**About this task**
A faithful transcription of all the entries below is needed, without the pictures.

--------

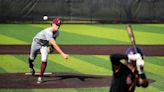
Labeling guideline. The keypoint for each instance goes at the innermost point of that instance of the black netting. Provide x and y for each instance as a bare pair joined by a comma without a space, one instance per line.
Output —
85,10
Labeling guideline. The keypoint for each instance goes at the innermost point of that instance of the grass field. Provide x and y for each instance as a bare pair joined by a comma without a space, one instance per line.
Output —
86,64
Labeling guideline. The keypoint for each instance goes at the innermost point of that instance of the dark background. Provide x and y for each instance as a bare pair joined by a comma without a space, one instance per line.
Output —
91,11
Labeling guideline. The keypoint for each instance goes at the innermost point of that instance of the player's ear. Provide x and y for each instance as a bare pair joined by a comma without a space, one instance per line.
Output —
145,83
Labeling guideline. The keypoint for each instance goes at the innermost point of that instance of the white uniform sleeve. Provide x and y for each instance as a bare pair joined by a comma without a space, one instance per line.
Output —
49,36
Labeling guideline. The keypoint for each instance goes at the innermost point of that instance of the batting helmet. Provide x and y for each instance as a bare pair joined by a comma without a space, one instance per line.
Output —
131,50
56,21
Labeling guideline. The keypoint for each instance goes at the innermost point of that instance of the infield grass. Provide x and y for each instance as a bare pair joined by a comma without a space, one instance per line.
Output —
85,64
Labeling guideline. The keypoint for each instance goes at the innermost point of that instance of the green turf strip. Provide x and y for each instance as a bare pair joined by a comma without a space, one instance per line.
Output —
84,34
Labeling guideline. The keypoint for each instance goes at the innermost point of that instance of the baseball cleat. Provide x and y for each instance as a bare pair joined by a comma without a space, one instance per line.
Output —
32,71
39,80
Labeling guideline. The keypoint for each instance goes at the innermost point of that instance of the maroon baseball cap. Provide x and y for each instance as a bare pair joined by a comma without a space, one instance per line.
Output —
56,21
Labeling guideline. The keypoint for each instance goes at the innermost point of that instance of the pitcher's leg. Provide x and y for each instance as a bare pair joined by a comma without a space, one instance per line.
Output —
44,55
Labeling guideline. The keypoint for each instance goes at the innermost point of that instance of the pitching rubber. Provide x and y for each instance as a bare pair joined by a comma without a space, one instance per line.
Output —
39,73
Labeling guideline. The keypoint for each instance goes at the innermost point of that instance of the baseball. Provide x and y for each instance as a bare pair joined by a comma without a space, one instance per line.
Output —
45,17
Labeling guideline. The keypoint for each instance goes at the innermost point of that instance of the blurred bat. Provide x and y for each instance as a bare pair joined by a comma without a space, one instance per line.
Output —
131,36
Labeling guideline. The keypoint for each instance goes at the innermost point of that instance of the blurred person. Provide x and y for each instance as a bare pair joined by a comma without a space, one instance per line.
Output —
128,71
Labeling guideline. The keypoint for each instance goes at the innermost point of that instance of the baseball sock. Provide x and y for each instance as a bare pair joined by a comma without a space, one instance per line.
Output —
30,63
43,67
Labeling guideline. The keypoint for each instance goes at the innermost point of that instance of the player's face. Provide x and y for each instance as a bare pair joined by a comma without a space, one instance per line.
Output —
55,27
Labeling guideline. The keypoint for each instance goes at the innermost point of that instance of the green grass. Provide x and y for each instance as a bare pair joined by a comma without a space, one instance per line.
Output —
84,34
85,64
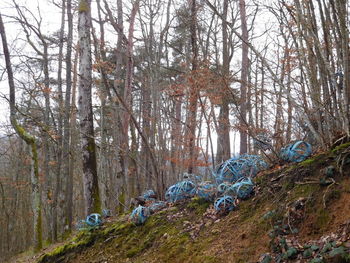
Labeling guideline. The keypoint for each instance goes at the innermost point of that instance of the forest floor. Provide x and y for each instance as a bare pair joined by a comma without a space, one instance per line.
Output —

--------

**Your response**
Labeling guideline. The keypoint for each instance goes at the innermost point of that instance of the black netting. Provide x and y for each instance as a bare pair joined by a comma without a space, one instance per line.
Output —
85,10
Labeling guideline. The keypoint for each instance goes at the innermost point of that instance of the grass field. Provide x and y for each instance as a bare pair joined by a comma without a space, one instance per line.
Output —
86,64
Labeling guideline. The keypoint for each instance goes at the innermost point of that instance of the dark background. Provide x and y for each instance as a bare pair joined by a comma without a space, one instance per line.
Output —
91,11
Labeling guideline. The keypoint for each instance goes at the innermost point of that instance of the player's ear. Provide x and y for each instance as a bare pair joined by a comma without a space, one instance per line.
Output —
145,83
Labeling guideline. The keypoint for each instance goes at the innermost point of that instance of the white uniform sleeve. Provide x and y for each instance as a bare pair joined by a comma without a space, one instance per line.
Output —
49,36
Labeling guideline. The keypoint for each instance goes at the innermost point of that instance of the batting helmet. Provide x and y for each instance as a bare pair joined by a comma without a space, one instance per line.
Output —
131,50
56,21
Labeling guideline. The keypoint for each instance goes at the innermost point of that instance of the infield grass. Provide x and y for each instance as a bare pair joined by a comma without a space, one instance per line.
Output —
85,64
Labeling guideline. The keypoint for each instance goes at the innermost point of that instance of the green turf strip. Provide x and y for each instance as a bare pair joined by a comma without a space, one instance per line.
Output —
84,34
Labeling guideline. The keypoint for each instance goes at the innermost point of that instance of the baseball cleat. Provide x and y for each instance as a bare pair joined by a comma without a space, one instance per line.
Output —
32,71
39,80
Labeling guideline. The keypoint for each instance goes at the innermost point of that instance of the maroon baseball cap. Provide x and y for each instance as a bare pair joined by a comma without a space, one instance per line.
Output —
56,21
Labeling guideline. The keypoint for each instance goes at the innermost point of that instance of the pitcher's leg. Provide x and y for each instance as a bare pair joined by a comma without a space, one instance per line.
Output —
44,55
Labeling guideline. The keypoint for each instance goes at the innermost point of that instance of the pitching rubber. Provide x and y for each instance as a bare pair joined by a comma without a space, one instance per line.
Output —
39,73
Labeling guideline. The keypoint for each instance goes at the innermost point of that instance of the baseball. Provide x and y for each instance as a bare pair joined by a comma without a space, one instance per line.
Output —
45,17
Labeling guideline. The keypoint for each instance goes at the innermost point of that instance of the blurred bat. Provide x and y for each instance as a bare pair joined by a comma without a space, one instance per line.
Output —
131,36
Labeling guideline. The keypoint for each instance goes at the innermost point of that instance of the blurred person. Provide x and y for each instance as a bare pair joined by a comma without a space, one instance per line.
Output —
128,71
Labeling guideline. The keypoint for each instance goes at the innermost point of that instance of the baseball sock. Provide x and y for each instance as a bare pair joined by a comma without a space, one instance per line.
Output —
30,63
43,67
Labeling guideline. The keypoint for each instance goes at the innermost point of that instance of the player's face. Provide x and y for each instance as a bare pair joined by a comma without a space, one instance per line.
Output —
55,27
Labeling guideline. The keypoint for each instance goes at the innermost point of that instance of the green grass. Provide x and y for each instance as a bare pair joined by a comma without a space, one instance per line.
Output —
84,34
85,64
Labeling guideline. The keypoint for each instance goes at the innermost point of that instance of the forest floor. Provide x and y for each instance as a bare pair joined by a comma without a space, one instance per line.
Output —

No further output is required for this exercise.